Quoted passage.

═══

You use the term "effective concentration" - honestly, how do you think that differs from the actual concentration of the detergent in the water? The answer is, it doesn't. The fact that a snowfoam allows some of the detergent to drip off onto the ground shows that snow foaming wastes some detergent - but then so does washing with a mitt. 

If BH say to use Auto Foam at higher concentration in a lance bottle, that's because they know that the average lance will add 10-20 times the volume of detergent in water, so if you pre-dilute the detergent in the bottle, what hits the panel will be further diluted, possibly by too much to have a useful effect. How much of course will depend on the PW, the lance and its setting - whereas in a spray bottle, whatever you put in the bottle is what lands in the panel. Let's assume you manage to get your lance set up so that the amount of water and detergent landing on the panel is exactly the same as with the pump sprayer. The cleaning effect due to the *detergent* is exactly the same for both - for as long as the detergent remains in contact with the panel. The foam will likely extend this (that's the point, after all) and hence may exhibit better cleaning due to that - I have also seen it written that the bursting of the bubbles gives additional cleaning power, and I can't comment on this. But the fact that a foam is being used to bring a certain concentration of detergent in contact with the panel does not change matters vs simply spraying that liquid on directly. It cannot - there is nowhere else for the detergent to go. The entire liquid is composed of the same concentration of detergent in water.


----------



## adjones (Apr 24, 2013)

steelghost said:


> One can reasonably debate anything
> 
> The foam itself, which is fully in contact with the paint, is composed of the detergent diluted in whatever amount of water. It absolutely is in contact with the paint. There is nothing else for it to be in contact with! The fact that air is trapped in it is pretty much irrelevant to this point. The idea of a snowfoam is that it increases the dwell time of the detergent on the paint (or more accurately, on whatever muck is attached to the paint) increasing the ability to clean it off.
> 
> ...


I think reasonable debate might be out the window as we are missing some really critical concepts here.

The volume of the foam is absolutely and totally critical. The chemical which is trapped in the volume of the foam is NOT NOT NOT in contact with the paint. The only chemical in contact with the paint is that which is right at the interface. This is a really well appreciated concept, in fact it is the same argument which is made to suggest that the foam encapsulates and traps dirt away from the surface. Your discussion is basically saying that this argument is total nonsense. If you extend this to a logical end with a very thick foam, lets be silly and say it is a foot thick. Are you honestly telling me that you believe that the chemical which is in the foam, 1 foot away from the paint, is actually doing any cleaning?! Thus the effective concentration IS different. If half the product ends on the ground as a foam before it touches the paint, then half is wasted. Compare with a scenario where the product all contacts the paint and does some work. The effective concentration is obviously higher.

═══

A run of records.

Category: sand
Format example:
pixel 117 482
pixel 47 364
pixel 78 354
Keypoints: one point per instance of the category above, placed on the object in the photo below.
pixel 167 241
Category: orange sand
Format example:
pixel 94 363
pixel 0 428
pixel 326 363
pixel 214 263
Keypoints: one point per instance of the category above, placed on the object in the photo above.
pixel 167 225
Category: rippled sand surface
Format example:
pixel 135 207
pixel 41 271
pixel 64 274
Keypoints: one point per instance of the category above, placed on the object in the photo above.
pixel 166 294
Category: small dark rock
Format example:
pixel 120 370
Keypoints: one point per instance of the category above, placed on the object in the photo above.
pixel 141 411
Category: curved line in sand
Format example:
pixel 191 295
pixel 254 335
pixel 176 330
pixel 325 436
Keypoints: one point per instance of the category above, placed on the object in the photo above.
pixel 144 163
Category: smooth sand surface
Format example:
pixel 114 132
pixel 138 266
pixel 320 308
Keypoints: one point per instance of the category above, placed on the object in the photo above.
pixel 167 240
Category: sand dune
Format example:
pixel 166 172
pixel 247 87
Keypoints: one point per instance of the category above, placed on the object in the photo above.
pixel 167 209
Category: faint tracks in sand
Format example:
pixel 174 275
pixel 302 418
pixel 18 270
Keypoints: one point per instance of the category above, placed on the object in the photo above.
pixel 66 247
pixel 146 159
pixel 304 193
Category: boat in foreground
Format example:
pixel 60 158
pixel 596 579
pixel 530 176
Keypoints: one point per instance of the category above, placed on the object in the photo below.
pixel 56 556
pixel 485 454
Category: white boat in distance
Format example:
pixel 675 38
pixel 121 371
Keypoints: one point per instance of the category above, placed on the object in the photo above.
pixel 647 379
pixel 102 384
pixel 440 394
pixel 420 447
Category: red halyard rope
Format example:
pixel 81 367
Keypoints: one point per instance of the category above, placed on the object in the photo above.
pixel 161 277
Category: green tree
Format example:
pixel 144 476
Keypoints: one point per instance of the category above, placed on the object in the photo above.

═══

The tasks.
1. Using the snow foam thread, answer these:
(a) How many times the volume of detergent in water does the average lance add?
(b) With a spray bottle, what lands on the panel?
(c) In the extreme example about a very thick foam, how thick is the foam imagined to be?
2. Please lift the passage from the snow foam thread starting at "## adjones (Apr" and ending at "clean it off.".

Solutions below.
1.
(a) 10-20 times
(b) Whatever you put in the bottle
(c) A foot thick

2.
## adjones (Apr 24, 2013)

steelghost said:


> One can reasonably debate anything
> 
> The foam itself, which is fully in contact with the paint, is composed of the detergent diluted in whatever amount of water. It absolutely is in contact with the paint. There is nothing else for it to be in contact with! The fact that air is trapped in it is pretty much irrelevant to this point. The idea of a snowfoam is that it increases the dwell time of the detergent on the paint (or more accurately, on whatever muck is attached to the paint) increasing the ability to clean it off.